**Direction:** Update the lines from the one with "--target crow's foot" up to and including the one with "423], [368, 420]]" by replacing "vertex pairs" with "point pairs", and give back only those lines with nothing else changed.

**Task material:**
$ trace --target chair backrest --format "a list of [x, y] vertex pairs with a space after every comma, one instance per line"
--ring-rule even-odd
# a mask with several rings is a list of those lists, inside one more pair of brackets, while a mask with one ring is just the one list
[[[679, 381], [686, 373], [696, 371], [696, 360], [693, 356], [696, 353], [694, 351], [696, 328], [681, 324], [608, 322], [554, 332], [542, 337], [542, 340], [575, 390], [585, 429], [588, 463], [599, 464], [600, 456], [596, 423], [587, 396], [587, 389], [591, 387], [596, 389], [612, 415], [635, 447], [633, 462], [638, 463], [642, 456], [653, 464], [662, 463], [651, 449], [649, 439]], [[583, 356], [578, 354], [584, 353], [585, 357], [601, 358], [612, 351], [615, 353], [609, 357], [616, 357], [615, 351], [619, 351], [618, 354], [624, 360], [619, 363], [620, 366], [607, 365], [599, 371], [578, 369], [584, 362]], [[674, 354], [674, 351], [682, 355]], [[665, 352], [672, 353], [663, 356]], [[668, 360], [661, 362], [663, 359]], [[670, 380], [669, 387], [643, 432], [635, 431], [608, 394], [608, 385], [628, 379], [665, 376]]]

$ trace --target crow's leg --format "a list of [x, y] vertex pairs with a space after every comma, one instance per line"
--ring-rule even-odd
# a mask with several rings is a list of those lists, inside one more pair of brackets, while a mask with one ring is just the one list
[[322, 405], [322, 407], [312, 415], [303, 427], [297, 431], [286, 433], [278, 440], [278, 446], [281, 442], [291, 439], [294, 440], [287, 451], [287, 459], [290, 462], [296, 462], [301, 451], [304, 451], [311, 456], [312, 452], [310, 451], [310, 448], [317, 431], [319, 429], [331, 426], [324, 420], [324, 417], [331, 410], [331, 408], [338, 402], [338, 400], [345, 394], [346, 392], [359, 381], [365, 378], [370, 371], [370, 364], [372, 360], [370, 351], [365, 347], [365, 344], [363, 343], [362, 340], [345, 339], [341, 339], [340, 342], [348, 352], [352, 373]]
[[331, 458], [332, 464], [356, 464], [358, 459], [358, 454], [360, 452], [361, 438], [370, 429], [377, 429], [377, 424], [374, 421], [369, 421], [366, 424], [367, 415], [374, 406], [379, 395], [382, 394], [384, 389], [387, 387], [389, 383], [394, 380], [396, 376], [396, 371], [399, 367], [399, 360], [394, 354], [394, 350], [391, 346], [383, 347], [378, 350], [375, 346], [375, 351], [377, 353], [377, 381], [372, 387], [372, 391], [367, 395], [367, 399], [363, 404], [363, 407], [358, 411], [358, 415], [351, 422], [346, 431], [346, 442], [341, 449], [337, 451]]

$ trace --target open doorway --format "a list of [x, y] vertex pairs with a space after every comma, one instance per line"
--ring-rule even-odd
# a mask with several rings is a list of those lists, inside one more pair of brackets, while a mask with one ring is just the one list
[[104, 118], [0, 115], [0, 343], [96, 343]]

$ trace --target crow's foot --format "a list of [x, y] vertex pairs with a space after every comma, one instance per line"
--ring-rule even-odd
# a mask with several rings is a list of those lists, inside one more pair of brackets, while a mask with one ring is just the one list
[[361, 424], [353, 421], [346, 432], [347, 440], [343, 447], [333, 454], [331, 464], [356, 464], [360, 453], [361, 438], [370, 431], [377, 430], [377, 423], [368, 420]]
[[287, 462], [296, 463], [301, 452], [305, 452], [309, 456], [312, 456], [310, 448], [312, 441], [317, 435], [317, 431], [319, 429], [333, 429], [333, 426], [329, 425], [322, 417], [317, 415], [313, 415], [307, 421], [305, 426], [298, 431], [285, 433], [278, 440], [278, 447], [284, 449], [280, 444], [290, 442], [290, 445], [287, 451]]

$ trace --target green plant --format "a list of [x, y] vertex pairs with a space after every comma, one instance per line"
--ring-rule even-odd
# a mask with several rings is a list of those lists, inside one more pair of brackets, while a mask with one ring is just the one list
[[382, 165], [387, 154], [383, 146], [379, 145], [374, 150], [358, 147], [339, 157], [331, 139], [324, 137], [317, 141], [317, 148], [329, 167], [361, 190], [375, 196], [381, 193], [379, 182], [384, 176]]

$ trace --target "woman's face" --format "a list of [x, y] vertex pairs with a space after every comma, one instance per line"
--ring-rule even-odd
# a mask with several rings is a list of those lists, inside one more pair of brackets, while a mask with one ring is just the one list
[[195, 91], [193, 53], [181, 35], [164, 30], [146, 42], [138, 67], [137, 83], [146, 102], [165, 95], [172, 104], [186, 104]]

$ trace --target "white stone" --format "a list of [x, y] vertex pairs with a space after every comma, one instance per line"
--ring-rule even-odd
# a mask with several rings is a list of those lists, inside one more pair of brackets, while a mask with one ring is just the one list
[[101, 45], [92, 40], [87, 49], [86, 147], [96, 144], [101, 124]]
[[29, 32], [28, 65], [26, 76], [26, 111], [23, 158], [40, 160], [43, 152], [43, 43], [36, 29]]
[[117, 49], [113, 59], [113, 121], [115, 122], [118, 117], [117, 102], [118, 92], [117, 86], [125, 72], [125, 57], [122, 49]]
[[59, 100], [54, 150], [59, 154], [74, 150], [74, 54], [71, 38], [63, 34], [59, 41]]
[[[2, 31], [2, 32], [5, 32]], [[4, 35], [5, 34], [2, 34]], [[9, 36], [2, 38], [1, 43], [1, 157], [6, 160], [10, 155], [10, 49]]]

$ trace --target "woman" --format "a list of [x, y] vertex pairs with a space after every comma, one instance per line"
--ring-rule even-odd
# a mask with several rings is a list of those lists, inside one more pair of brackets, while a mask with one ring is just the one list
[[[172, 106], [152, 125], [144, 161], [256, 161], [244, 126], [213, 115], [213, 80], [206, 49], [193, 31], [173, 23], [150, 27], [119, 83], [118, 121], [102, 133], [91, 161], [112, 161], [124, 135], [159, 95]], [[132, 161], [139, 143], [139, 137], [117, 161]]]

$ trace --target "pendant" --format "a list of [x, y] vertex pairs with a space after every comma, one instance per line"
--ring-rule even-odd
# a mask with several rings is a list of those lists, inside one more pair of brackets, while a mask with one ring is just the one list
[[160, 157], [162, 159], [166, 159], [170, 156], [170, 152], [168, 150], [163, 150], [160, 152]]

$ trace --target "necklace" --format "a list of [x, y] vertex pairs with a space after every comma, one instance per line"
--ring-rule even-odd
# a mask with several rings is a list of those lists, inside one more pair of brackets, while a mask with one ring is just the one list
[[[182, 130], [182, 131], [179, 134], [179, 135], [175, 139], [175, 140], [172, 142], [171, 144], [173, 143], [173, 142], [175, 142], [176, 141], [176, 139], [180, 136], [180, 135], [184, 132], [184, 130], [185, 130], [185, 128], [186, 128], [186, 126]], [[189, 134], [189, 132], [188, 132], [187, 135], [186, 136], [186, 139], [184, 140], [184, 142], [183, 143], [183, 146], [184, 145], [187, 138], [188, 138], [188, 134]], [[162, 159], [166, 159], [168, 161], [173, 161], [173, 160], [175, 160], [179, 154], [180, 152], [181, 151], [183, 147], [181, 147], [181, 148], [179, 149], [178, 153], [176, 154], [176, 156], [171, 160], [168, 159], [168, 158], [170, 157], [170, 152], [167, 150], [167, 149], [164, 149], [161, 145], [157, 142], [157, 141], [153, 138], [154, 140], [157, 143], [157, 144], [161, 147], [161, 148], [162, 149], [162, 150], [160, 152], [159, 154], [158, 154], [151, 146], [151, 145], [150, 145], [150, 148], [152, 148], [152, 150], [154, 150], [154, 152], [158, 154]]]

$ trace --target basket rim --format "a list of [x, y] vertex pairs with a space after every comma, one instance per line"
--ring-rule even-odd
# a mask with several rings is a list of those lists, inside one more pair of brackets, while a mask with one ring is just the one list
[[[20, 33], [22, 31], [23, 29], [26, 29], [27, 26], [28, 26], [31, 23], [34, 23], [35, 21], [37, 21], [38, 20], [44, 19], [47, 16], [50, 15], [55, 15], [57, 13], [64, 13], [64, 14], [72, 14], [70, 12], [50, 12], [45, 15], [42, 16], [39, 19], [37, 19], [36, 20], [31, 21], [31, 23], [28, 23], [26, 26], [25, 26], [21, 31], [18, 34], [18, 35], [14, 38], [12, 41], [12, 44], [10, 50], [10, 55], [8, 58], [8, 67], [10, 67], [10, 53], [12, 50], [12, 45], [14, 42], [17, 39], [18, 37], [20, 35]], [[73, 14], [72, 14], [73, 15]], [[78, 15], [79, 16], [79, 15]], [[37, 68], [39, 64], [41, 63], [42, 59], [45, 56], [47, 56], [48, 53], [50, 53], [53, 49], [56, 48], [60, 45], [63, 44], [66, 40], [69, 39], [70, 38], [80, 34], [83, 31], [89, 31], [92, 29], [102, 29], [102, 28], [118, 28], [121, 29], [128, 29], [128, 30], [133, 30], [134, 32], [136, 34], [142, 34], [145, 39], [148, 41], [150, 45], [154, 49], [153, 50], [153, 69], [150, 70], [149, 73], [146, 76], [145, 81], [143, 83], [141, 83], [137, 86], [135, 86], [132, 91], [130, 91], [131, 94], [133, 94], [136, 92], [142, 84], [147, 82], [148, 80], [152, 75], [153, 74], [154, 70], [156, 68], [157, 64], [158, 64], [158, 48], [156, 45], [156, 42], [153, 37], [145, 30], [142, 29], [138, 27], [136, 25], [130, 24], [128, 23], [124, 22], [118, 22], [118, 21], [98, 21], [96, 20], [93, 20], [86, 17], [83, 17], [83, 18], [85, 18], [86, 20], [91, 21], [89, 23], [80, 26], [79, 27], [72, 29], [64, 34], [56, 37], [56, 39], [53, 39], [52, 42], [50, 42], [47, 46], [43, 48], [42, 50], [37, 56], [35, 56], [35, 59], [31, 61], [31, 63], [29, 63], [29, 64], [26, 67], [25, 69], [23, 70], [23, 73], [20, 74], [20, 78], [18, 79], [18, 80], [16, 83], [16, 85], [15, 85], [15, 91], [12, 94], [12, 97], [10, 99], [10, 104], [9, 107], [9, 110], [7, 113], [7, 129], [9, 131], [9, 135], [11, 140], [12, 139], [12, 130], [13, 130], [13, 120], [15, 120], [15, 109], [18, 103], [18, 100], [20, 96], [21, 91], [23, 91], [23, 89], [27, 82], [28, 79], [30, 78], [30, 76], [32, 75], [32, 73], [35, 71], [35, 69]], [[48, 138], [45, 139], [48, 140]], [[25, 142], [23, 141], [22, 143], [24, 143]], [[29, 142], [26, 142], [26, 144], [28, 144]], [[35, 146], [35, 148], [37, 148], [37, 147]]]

**Reply:**
$ trace --target crow's foot --format "a list of [x, y] point pairs with a space after every comma, one instance per line"
--ring-rule even-odd
# a mask with several rings is a list of those lists, inside one more pair of brackets, while a mask with one ring is just the one list
[[361, 424], [353, 421], [346, 432], [347, 440], [343, 447], [333, 454], [331, 464], [356, 464], [360, 453], [361, 438], [370, 431], [377, 430], [377, 423], [368, 420]]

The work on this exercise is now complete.